Pictures in the records should not be copied, but every other part must be repeated exactly.

* * * * *

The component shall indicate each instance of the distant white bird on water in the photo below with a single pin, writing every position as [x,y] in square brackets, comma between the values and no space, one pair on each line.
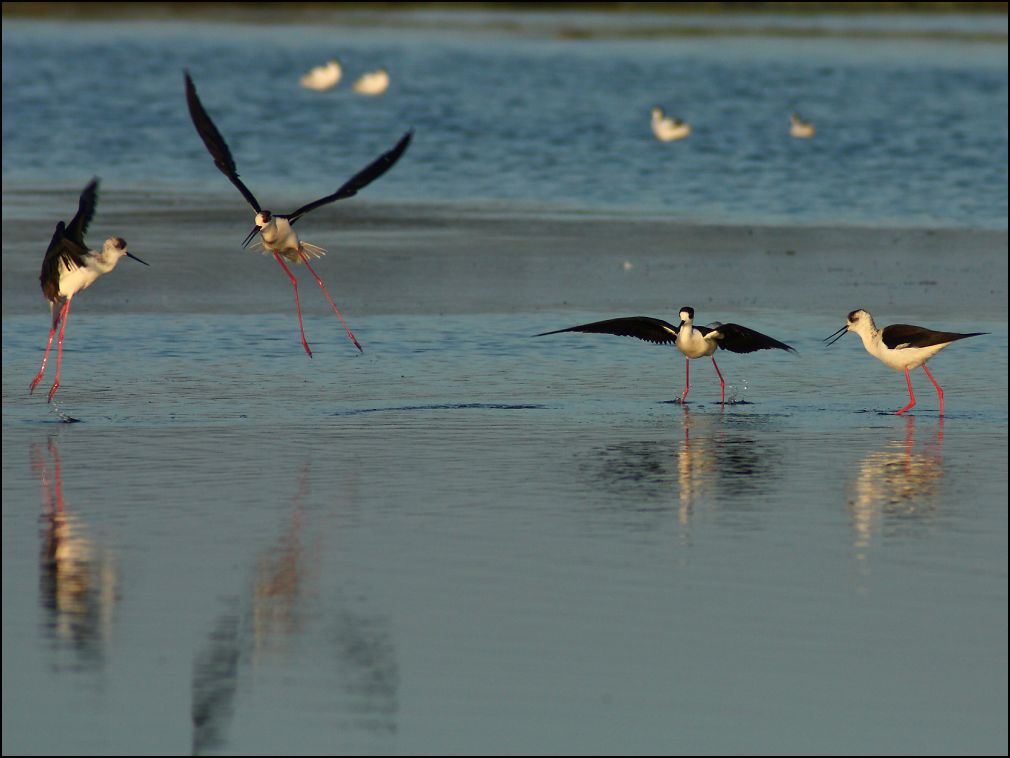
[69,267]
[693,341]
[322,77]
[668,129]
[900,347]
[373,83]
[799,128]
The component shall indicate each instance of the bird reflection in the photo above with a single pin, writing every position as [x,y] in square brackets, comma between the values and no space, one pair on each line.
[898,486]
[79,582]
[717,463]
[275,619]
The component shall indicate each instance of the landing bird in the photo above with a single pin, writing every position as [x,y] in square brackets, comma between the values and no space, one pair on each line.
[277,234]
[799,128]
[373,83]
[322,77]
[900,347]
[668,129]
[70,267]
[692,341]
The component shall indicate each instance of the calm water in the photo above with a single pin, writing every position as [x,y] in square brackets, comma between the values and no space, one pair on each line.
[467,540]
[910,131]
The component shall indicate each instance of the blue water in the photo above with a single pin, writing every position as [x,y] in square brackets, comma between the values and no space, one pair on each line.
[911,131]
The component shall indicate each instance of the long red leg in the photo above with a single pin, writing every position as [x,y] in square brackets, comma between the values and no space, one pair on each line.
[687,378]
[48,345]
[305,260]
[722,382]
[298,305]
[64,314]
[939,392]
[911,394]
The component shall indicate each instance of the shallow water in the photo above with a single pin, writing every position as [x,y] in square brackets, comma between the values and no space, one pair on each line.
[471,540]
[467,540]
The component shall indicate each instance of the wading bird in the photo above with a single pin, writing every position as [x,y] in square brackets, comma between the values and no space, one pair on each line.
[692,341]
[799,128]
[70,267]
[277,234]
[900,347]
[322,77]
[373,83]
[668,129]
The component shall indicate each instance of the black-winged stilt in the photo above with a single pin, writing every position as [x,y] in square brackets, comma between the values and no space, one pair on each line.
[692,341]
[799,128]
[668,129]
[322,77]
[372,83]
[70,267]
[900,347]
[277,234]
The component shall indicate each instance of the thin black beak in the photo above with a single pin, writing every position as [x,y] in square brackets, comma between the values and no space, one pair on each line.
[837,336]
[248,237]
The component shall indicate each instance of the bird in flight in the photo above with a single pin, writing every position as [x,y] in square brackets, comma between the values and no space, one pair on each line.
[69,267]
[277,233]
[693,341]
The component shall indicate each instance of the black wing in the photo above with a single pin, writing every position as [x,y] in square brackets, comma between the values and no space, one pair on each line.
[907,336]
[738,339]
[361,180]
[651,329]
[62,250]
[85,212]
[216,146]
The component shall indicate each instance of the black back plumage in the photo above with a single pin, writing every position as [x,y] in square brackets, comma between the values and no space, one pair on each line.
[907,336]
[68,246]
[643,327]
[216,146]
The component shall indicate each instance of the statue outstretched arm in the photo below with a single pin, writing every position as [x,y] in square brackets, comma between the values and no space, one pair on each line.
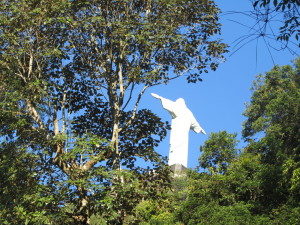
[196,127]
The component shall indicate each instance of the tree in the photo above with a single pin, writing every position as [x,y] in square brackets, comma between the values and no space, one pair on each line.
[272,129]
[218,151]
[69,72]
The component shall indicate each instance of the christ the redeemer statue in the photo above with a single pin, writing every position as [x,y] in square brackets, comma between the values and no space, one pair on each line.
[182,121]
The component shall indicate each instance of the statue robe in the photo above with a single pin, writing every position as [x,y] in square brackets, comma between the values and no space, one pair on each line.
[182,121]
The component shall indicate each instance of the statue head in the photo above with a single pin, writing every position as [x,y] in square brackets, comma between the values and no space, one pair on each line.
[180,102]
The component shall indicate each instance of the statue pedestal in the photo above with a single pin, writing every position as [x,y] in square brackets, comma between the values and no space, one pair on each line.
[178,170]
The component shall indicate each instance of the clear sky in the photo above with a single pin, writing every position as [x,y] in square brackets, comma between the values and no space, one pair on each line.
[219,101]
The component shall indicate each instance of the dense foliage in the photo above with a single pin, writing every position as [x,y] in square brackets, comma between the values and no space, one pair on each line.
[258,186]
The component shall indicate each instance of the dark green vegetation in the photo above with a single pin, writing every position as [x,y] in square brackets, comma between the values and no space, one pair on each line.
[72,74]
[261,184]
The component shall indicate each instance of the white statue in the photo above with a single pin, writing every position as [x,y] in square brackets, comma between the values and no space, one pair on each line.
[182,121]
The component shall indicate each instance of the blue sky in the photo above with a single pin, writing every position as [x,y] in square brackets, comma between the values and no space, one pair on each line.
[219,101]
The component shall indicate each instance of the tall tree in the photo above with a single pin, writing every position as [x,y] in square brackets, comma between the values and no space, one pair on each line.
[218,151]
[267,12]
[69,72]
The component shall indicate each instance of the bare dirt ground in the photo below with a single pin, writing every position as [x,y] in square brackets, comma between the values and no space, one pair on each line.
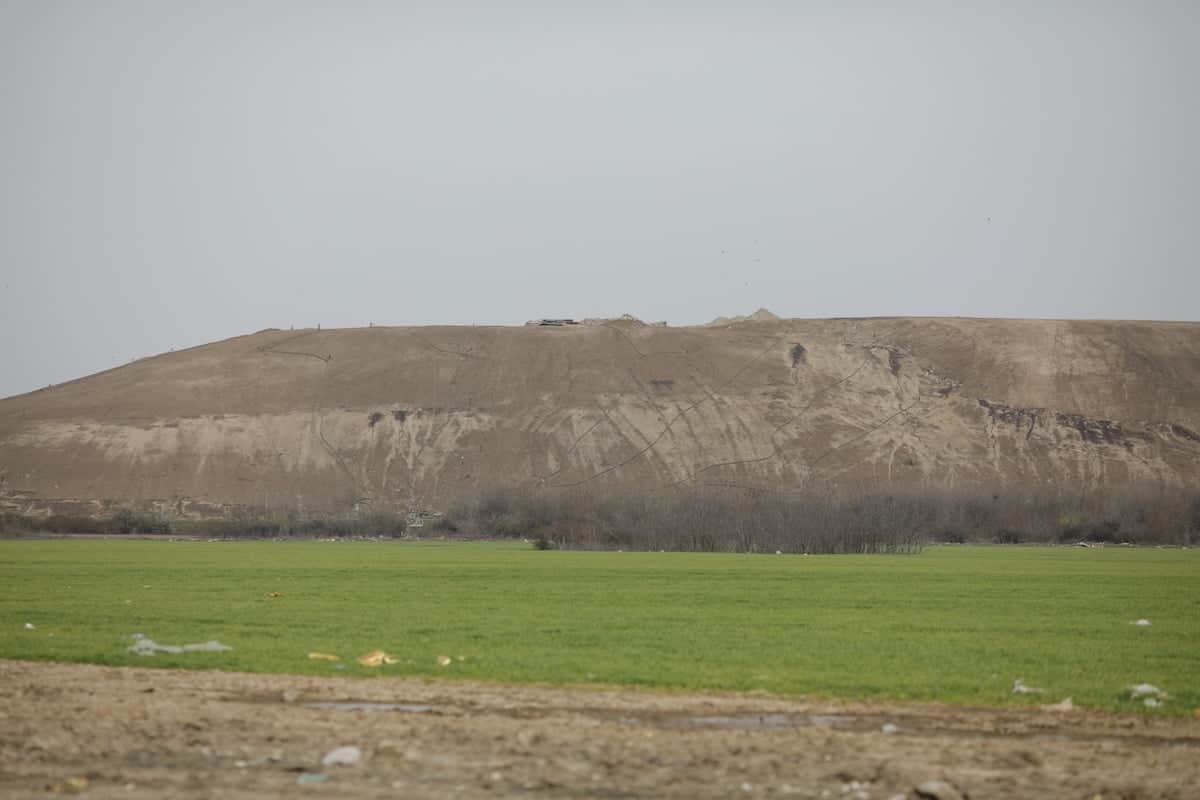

* * * * *

Complete answer ::
The component shall indicate each instance of the distant white bird on water in the photo below with a single pin, writing every position as [x,y] in square brackets, comma between the values and no space, one pair on each line.
[69,267]
[693,341]
[322,77]
[668,129]
[900,347]
[373,83]
[799,128]
The component shall indicate each instance of the bird reflection in the photo above with a single pin, writing every position as [x,y] in square brackets, comma between the values and no space, one pair on each line.
[898,486]
[79,582]
[717,463]
[275,619]
The component shall indicate each instance of the landing bird in the photo above with a single pin, writing every position as [x,y] in square brackets, comma between the values and no space, one pair on each line.
[277,234]
[799,128]
[373,83]
[322,77]
[900,347]
[668,129]
[70,267]
[692,341]
The component shall indicate each instance of the calm water in the photo above with a single pin, writing every position as [x,y] in square brackets, comma between the values and no space, one pair on each line.
[467,540]
[910,131]
The component shall indicate each instance of the blue water in the photo above with a single pin, writing every position as [x,y] in square brackets, comma between the values and no space, one pair on each line.
[911,131]
The component shall indicate each instance of the long red leg in the photo above with a single pin, writing every position as [x,y] in square brackets, comma between the values and no space, one pair on each line.
[687,378]
[48,345]
[305,260]
[722,382]
[298,305]
[64,314]
[939,392]
[911,394]
The component shall indicate each instance of the shallow water in the photo above with a single pin, writing every position as [x,y] in square brackets, comma between the values and no space, one pair on each line.
[471,540]
[467,540]
The component shall indicate each instance of the wading bird in the photo above with a single pin, writing every position as [x,y] in square brackets, comma between the values and no space, one pair on each line.
[692,341]
[799,128]
[70,267]
[277,234]
[900,347]
[322,77]
[373,83]
[668,129]
The component shall indicate each instance of the black-winged stilt in the photo above with a single pin, writing every position as [x,y] in square brackets, comma between the values and no space, one pair on each line.
[692,341]
[799,128]
[668,129]
[322,77]
[372,83]
[70,267]
[900,347]
[277,234]
The component shall indicate each instance of the thin black beak in the photo above with a single pin, writing every position as [x,y] in square brackets, comma between the values and no space, one pair on each line.
[837,336]
[248,237]
The component shall indicate each instance of the bird in flight in the photo above with a single pin, writing every position as [x,y] in square brackets, comma between the values and no space, one pair on each line.
[69,267]
[277,233]
[693,341]
The component shall indicate each instance of the black wing in the photo above with a single pin, writing every position as [x,y] in square brackets, comma between the values and no space, one pair on each line.
[907,336]
[738,339]
[361,180]
[651,329]
[62,250]
[85,212]
[216,146]
The component shall indicate each instance of the black back plumage in the photo above with a single pin, writing every position as [x,y] in square brackets, comma between the values and no space, one pair on each line.
[907,336]
[68,246]
[643,327]
[216,146]
The component shall indicate each instance of the statue outstretched arm in the photo below with a single pin, writing every position as [x,y] in square brackets, comma between the values and no space, one pair on each line.
[196,127]
The component shall indicate each instance of the tree in the photo above with a single pin, writing every position as [x,y] in square brackets, comma between the values and no space, one pair on each line.
[272,129]
[218,151]
[69,72]
The component shall indicate each instance of the christ the redeemer statue in the photo above with a single pin, writing every position as [x,y] in square brackets, comma between the values and no space, one pair on each line.
[182,121]
The component shall indicate each instance of the statue robe in the photo above with a single pin, writing every position as [x,y] in square brackets, comma between the values and no space, one pair on each line.
[182,121]
The component shall indicate each instance of the statue head in the photo above with a single pin, writing every position as [x,y] in square brackets, comma between the values and no space, one pair on each line.
[180,102]
The component shall indicate each instance of the statue pedestal in the photo above with a single pin, writing every position as [x,y] in square brackets, comma between the values and no space, one pair on each line.
[178,170]
The component shall indicate each instance of the clear sky in the photo above with a single pin, writing every position as [x,y] in square brackets, comma between the values and no space, one pair on each line.
[219,101]
The component shall indicate each instance of the dense foliage in the photo above with a single pin, writing every position as [x,y] in square brackets, comma between the values and no space, one pair on each line.
[258,186]
The component shall indicate each instance of the dark green vegetation in the photo above with a single pin, writing every position as [x,y] in square brackets, comma between the values and no space, one pair on each line.
[72,74]
[261,184]
The component shall indicate each instance of the white statue in the photo above with a single pin, writing every position as [x,y] in square brackets, comma between the values and no space, one pair on each line.
[182,121]
The component shall indicate each instance of the blue sky in the photo above with a single pin, writing every position as [x,y] in square brackets, comma between the values and no space, one pair on each line.
[219,101]
The component shall indicate each instance of the tall tree in the photo above with a single pin, writing every position as [x,y] in square brackets, comma between the values and no space, one pair on each line.
[218,151]
[267,12]
[69,72]
The component shall indicate each instance of the bare dirt ground in the photo below with a single pin, writing every position as [x,y] in square brackets, comma between the values and no space, one pair on each line.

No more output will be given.